Rewrite the items below with "headstone" swapped for "gravestone" and everything else left the same.
>>>>
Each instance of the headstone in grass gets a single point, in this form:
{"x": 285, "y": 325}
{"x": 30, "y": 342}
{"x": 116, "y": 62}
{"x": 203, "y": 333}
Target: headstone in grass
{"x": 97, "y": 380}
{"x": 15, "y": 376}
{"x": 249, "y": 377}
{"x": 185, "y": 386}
<<<<
### WRITTEN ANSWER:
Each instance of the gravestone in grass gets a single point, in this form:
{"x": 285, "y": 325}
{"x": 30, "y": 342}
{"x": 116, "y": 62}
{"x": 203, "y": 333}
Target: gravestone in grass
{"x": 97, "y": 380}
{"x": 15, "y": 376}
{"x": 249, "y": 377}
{"x": 185, "y": 386}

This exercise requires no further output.